§ **Supplied passage**
(Assumes David Shrigley-esque voice). Things that are popular on the internet:
1. Naked attractive people.
2. Cute kittens, jumping.
3. Opportunities to call strangers "asshole" and "douchebag".
....
89,374. The sort of things that Momus writes about on his blog, like arty bookshops in Berlin.
As a matter of fact I was planning to write today about an arty bookshop in Berlin,
Motto, knowing full well that almost nobody would pay any attention whatsoever, and preparing to console myself with
an insight of the Dalai Lama: "If a practitioner thinks I hope people admire what I'm doing, expecting to receive praise for the great effort he is making... these are mundane concerns that spoil one's practice, and it is important to ensure that this does not happen so we keep our practice pure."
But then something remarkable happened. As I was browsing at Motto, making notes of interesting things they stock -- a book called
L'Humanisme de Michel Foucault quirkily illustrated by
Isabelle Boinot (whose work is really quite reminiscent of Shrigley's), some short stories art critic Jeff Rian wrote about Paris for Purple magazine (Purple Years, which in fact you can download for free as a PDF file
here), a book by Margot Zanni about film locations rather excellently designed by Swiss designer
Corinne Zellweger (it made me want to produce a much more illustrated and designed book next time), a British magazine called
The Mock which proclaims, in its second edition, that anecdote is the new theory (you can read the issue free online
here), and the gorgeously-designed (by Zak Kyes, natch)
Exhibition Prosthetics co-published by Bedford Press and Sternberg -- I was suddenly attacked by a small black kitten.

(Stored data entries)
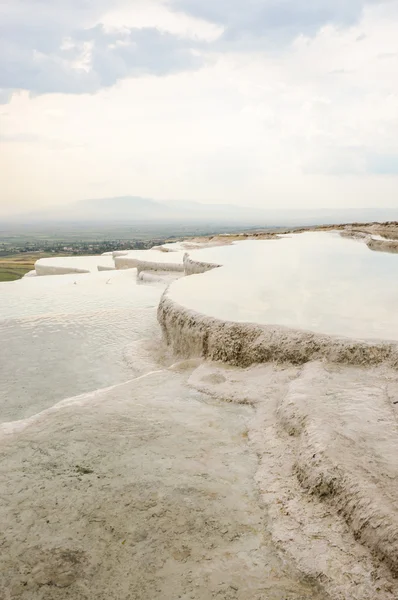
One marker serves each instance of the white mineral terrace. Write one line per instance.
(202, 423)
(312, 281)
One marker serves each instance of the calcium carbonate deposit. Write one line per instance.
(202, 422)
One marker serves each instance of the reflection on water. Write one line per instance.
(315, 281)
(65, 335)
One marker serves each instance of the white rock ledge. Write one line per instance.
(190, 334)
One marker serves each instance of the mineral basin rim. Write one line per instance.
(190, 333)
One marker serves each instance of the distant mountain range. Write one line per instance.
(126, 210)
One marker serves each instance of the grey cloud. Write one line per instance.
(35, 57)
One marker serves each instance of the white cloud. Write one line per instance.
(314, 123)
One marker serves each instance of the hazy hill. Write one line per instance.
(134, 210)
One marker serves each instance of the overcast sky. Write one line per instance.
(273, 103)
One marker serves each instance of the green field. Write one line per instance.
(15, 266)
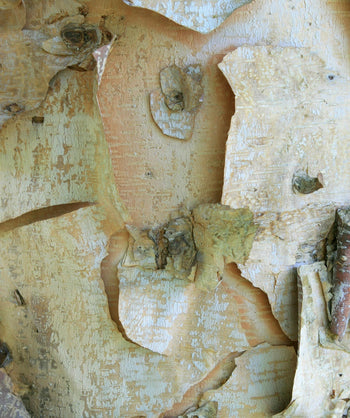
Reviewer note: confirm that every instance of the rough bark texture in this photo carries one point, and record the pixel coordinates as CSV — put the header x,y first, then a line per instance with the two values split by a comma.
x,y
143,276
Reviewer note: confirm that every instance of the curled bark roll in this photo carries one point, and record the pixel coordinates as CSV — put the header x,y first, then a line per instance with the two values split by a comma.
x,y
341,289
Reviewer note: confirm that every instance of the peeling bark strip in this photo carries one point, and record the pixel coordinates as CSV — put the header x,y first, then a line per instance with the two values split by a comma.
x,y
305,184
341,292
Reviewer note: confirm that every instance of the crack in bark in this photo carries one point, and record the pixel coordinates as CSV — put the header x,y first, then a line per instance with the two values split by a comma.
x,y
213,380
42,214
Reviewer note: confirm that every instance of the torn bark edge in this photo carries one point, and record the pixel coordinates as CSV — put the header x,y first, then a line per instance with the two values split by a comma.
x,y
341,274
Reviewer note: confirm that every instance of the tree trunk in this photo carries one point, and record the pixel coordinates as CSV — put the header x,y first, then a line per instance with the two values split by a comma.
x,y
170,176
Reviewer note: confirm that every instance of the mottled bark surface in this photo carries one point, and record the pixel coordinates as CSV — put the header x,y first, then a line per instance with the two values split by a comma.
x,y
147,276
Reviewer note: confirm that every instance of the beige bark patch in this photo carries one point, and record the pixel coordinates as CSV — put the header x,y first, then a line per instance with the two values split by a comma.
x,y
79,362
291,116
10,404
221,235
202,16
322,368
247,393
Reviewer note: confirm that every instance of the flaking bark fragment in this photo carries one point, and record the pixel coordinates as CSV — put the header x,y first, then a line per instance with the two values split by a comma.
x,y
304,184
208,410
341,272
222,235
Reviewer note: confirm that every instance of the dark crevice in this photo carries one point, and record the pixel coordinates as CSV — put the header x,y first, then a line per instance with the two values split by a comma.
x,y
117,246
42,214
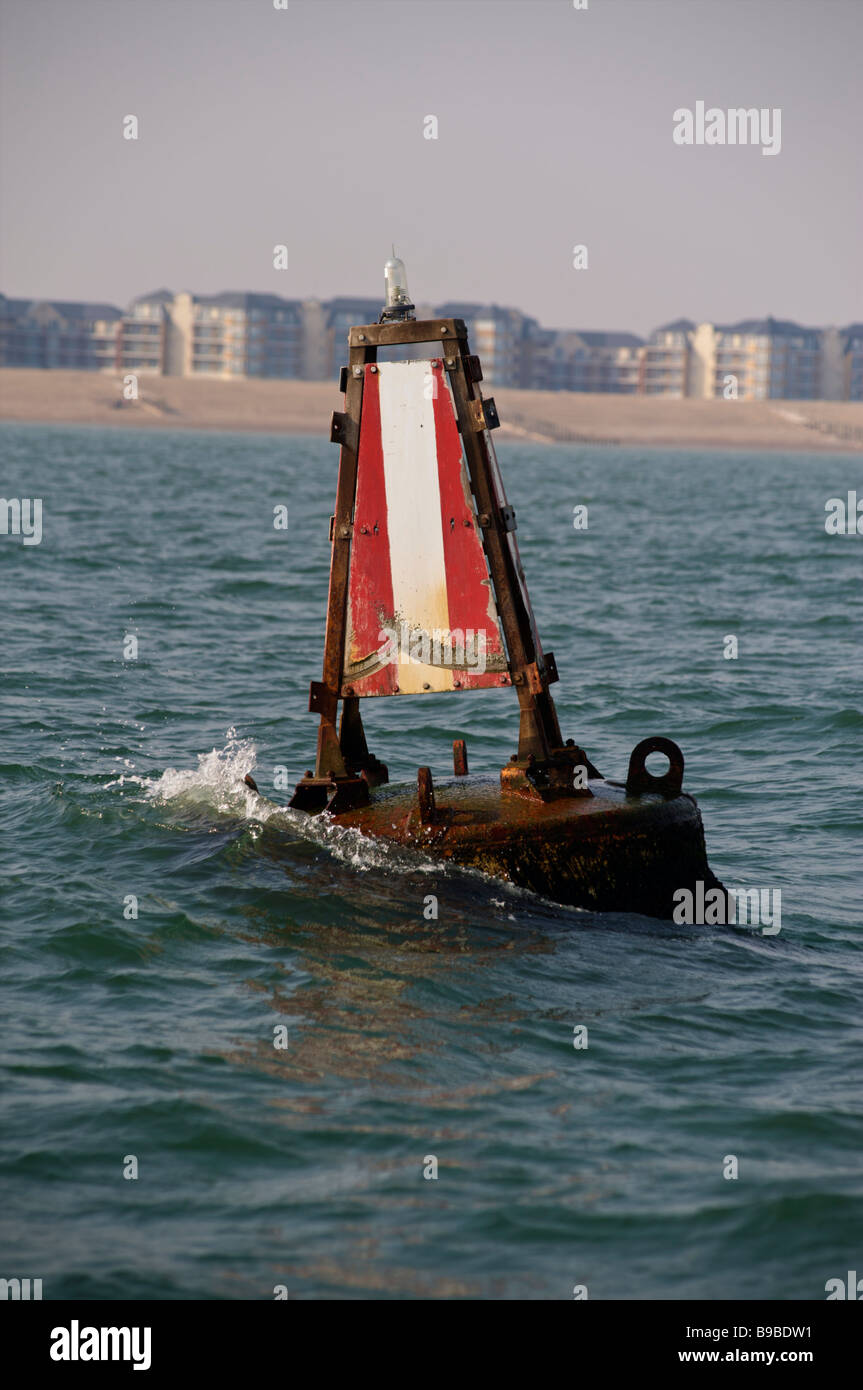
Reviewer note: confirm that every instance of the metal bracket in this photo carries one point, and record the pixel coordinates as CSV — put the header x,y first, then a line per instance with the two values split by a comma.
x,y
641,780
321,699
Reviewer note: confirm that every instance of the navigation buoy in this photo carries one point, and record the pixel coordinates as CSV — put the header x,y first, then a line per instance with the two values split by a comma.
x,y
427,595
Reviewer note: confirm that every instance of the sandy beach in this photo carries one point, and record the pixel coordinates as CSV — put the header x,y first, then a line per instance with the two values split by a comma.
x,y
306,406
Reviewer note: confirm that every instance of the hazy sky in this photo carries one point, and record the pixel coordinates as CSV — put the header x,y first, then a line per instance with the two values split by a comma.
x,y
305,127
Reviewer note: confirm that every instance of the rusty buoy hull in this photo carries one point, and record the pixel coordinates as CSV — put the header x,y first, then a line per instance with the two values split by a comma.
x,y
607,852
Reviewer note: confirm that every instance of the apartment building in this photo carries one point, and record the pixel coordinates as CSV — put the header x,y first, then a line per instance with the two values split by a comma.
x,y
852,363
57,334
499,337
666,357
235,335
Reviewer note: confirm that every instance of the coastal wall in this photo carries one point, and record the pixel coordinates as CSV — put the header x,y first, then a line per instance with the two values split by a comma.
x,y
306,406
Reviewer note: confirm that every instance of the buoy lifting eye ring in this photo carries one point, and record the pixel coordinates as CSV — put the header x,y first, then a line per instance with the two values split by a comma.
x,y
639,780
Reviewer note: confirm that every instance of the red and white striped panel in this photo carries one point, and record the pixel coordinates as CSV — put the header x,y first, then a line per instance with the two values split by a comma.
x,y
420,599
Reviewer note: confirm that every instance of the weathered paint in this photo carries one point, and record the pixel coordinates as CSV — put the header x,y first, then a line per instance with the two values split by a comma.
x,y
417,563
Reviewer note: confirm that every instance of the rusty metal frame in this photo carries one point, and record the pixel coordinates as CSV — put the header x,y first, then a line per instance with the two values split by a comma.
x,y
342,755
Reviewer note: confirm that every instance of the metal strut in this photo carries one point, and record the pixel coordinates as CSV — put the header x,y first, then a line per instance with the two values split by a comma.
x,y
343,767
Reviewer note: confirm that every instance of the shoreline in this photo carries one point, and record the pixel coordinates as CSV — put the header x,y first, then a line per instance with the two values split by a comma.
x,y
261,406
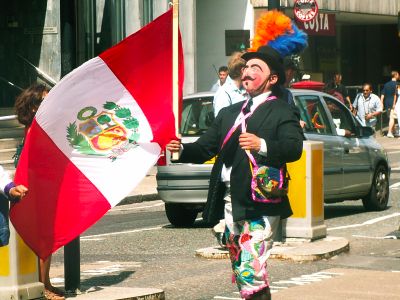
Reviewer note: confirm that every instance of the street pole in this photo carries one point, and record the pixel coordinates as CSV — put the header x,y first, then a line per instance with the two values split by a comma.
x,y
72,270
273,4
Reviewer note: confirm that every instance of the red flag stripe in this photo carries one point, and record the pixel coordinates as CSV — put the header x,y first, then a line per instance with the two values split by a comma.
x,y
56,221
147,75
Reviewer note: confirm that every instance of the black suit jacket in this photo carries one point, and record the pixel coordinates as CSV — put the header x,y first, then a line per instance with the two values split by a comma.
x,y
274,121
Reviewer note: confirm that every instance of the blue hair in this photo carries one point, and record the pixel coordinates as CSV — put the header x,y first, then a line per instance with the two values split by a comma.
x,y
290,43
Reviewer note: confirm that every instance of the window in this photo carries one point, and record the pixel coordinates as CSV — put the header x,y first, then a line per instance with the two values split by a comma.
x,y
197,116
340,116
313,114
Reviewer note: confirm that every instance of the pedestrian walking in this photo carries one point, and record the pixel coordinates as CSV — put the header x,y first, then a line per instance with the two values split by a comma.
x,y
26,106
251,139
367,106
388,95
8,192
222,75
232,91
338,90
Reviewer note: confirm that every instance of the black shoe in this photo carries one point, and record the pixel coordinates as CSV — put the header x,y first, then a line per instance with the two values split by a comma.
x,y
220,239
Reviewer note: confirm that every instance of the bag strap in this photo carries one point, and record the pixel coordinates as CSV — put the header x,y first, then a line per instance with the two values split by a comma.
x,y
241,120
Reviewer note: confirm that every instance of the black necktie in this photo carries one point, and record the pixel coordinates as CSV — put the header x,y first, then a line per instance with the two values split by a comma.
x,y
246,109
231,146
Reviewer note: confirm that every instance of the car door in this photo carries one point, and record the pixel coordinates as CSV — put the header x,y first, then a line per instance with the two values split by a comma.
x,y
356,161
318,127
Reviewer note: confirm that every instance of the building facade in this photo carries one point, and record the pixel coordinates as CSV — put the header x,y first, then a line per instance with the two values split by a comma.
x,y
44,40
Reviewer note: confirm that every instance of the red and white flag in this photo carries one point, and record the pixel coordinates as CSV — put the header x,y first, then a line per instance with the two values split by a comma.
x,y
95,136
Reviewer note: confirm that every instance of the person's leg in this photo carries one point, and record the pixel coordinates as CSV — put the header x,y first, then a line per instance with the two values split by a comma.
x,y
51,292
219,229
250,243
44,272
391,124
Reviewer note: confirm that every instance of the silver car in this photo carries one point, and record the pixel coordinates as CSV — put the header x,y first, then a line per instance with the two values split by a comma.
x,y
355,164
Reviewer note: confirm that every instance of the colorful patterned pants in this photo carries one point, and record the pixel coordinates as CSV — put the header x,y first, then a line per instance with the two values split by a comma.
x,y
249,243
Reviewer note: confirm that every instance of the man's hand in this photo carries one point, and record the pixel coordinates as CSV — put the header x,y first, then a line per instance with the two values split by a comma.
x,y
249,141
18,192
174,146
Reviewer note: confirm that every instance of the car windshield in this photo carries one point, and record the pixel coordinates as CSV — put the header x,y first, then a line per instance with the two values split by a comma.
x,y
197,116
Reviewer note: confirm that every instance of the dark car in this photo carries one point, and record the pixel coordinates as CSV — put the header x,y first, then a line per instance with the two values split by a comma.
x,y
355,164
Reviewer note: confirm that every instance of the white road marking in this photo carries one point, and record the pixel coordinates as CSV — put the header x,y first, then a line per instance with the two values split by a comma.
x,y
302,280
369,237
123,232
395,185
369,222
137,207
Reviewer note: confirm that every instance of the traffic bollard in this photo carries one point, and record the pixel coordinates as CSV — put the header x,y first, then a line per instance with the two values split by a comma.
x,y
72,269
306,194
19,270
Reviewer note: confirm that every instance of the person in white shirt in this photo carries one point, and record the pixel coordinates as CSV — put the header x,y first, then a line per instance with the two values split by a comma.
x,y
222,75
232,91
367,106
9,191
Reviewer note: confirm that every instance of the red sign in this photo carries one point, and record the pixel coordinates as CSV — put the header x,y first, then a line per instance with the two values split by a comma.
x,y
323,24
305,10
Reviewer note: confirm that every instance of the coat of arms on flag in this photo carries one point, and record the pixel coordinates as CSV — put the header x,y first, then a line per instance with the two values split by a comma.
x,y
96,136
112,132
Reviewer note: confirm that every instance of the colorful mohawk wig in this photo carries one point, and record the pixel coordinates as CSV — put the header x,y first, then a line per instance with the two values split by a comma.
x,y
276,30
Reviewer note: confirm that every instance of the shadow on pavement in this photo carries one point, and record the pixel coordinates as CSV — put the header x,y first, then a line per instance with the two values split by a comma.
x,y
106,280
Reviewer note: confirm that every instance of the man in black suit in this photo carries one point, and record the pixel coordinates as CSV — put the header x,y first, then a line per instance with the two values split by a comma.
x,y
268,128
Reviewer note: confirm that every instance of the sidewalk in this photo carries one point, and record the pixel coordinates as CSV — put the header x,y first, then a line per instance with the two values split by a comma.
x,y
351,284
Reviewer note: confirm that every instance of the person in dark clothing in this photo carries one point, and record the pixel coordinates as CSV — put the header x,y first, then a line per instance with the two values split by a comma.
x,y
338,90
388,95
263,127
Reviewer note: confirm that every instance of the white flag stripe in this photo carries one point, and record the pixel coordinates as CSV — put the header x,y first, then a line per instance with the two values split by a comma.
x,y
112,178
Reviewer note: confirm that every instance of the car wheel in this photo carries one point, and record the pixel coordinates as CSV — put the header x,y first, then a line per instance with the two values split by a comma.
x,y
179,215
378,196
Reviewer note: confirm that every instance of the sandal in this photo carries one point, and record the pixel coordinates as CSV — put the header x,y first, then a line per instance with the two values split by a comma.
x,y
49,295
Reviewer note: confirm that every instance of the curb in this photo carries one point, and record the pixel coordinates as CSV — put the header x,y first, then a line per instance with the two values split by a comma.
x,y
139,198
311,251
119,293
295,251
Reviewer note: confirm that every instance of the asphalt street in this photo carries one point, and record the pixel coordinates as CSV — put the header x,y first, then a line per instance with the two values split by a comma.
x,y
135,246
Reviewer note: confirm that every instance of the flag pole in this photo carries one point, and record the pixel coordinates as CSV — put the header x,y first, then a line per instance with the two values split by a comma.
x,y
175,66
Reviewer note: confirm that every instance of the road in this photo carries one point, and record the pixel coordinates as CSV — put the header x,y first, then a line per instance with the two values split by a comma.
x,y
134,246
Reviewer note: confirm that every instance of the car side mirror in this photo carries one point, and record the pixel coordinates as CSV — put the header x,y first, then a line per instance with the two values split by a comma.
x,y
365,131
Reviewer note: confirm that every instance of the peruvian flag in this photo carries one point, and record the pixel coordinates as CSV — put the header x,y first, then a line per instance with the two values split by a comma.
x,y
95,137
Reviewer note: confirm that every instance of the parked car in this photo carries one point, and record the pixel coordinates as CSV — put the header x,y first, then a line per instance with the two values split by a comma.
x,y
355,164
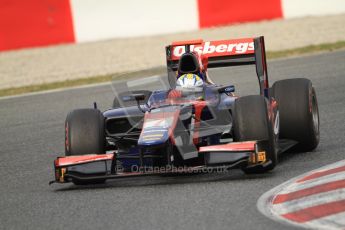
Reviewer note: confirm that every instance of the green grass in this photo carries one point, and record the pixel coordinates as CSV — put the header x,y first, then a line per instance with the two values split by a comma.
x,y
107,78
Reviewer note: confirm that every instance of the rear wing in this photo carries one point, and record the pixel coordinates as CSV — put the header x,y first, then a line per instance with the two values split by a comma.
x,y
224,53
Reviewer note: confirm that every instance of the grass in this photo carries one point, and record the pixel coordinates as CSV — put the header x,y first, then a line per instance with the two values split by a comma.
x,y
107,78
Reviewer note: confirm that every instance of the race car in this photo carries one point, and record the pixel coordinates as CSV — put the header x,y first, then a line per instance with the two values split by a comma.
x,y
195,124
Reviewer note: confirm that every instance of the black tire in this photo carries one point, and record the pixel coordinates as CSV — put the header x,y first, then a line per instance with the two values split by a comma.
x,y
251,122
298,111
117,103
84,132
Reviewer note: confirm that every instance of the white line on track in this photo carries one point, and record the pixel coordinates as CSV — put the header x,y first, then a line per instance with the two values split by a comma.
x,y
57,90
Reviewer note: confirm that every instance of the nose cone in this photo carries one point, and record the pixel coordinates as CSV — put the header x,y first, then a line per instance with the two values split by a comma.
x,y
153,137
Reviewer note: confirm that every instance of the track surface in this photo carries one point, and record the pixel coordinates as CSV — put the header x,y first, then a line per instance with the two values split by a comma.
x,y
31,131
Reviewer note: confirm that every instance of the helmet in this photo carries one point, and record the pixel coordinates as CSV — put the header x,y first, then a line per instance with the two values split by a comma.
x,y
190,82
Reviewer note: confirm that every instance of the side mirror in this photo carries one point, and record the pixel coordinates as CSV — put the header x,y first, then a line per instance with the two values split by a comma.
x,y
226,89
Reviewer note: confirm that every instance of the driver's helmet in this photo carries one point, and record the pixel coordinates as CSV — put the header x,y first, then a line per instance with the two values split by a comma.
x,y
190,82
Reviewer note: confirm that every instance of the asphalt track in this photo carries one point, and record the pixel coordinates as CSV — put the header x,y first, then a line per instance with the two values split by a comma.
x,y
31,136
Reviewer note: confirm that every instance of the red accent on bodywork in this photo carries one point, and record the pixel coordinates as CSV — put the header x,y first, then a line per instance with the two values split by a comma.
x,y
231,147
72,160
322,173
224,12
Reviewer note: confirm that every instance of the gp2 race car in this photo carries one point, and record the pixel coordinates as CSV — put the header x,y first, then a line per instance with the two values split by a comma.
x,y
195,130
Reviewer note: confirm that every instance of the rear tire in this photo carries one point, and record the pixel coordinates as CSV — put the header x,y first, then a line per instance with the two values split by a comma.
x,y
298,110
251,122
84,134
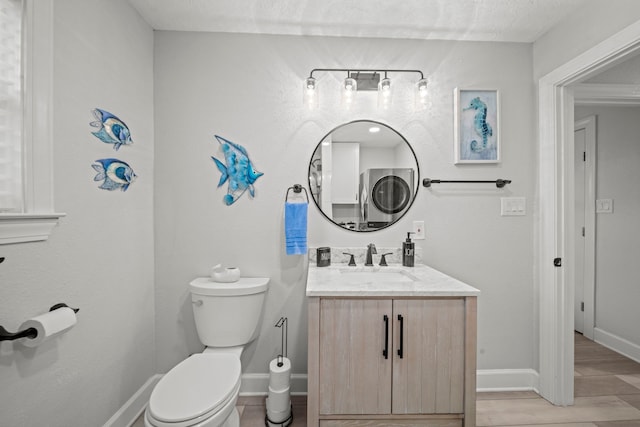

§ **Task set**
(A) In the blog post about the Berlin bookshop Motto, why did the writer plan to console himself with the Dalai Lama's words? Answer in one to three sentences.
(B) According to the blog post about the Berlin bookshop, who illustrated the book called L'Humanisme de Michel Foucault?
(C) Continue the blog post about the Berlin bookshop Motto from the point where it stops.

§ **Numbered answers**
(A) The writer expected that almost nobody would pay attention to a post about an arty bookshop in Berlin. The Dalai Lama's insight offered comfort because it holds that hoping for admiration or praise is a mundane concern that spoils one's practice.

(B) Isabelle Boinot illustrated it.

(C)
Akiko Watanabe, who runs Motto, has just acquired this captivating beast -- a white-pawed small black cat, two months old, with huge pupils and a miniaturised instinct to murder. For this kitten (I didn't discover its name), Motto's piles of arty, gorgeous, intelligent and obscure books are nothing more than rocky outcrops in a tiny landscape, a "killing fields" populated by "mice" and "birds" evoked by a playful customer's wriggling, darting hands. For the kitten, a free handout advertising an art event, rattled in the air overhead, is enough to make a half-convincing sparrow.
Like a masturbating internet-user or the audience at a
Keiji Haino concert (I saw one last night), the kitten is willing to suspend its disbelief in the interests of having a more exciting and fulfilling life. Yes, that's almost a real naked woman on my screen! Yes, Haino really is flexing, thrashing and swishing his blond mane around in an orgiastic access of Bacchic excess, and not faking or formularising it! Yes, that really is a sparrow, flying around the shop at such a low height that I could plausibly catch, kill and eat it, staining my furry black kitten lips with warm, red bird blood!
While the kitten calculated this, I was calculating myself. "If I make a short video of this kitten," I reasoned, "I could post it to YouTube, and in no time at all rack up something like eight million views. Because kittens -- along with
Magibon not even bothering to hide her product placement -- are what YouTube users love more than anything else!" Then, I calculated, I could simply add the URL for
Motto Distribution and I'd be transforming the Motto kitten into a very successful and effective viral sock puppet ad.
What would be in it for me? Well, I'd find a populist peg to hang an unpopular blog entry on, for a start. Look, a kitten! But also, by making a free viral ad for Motto, I'd lessen my guilt about the freeloading way I tend to use the store myself: browsing the interesting paper publications Akiko has curated, noting the most intriguing names and URLs, then going home and downloading free PDFs and JPGs of the stuff off the internet. Look, everyone! A kitten! At Motto!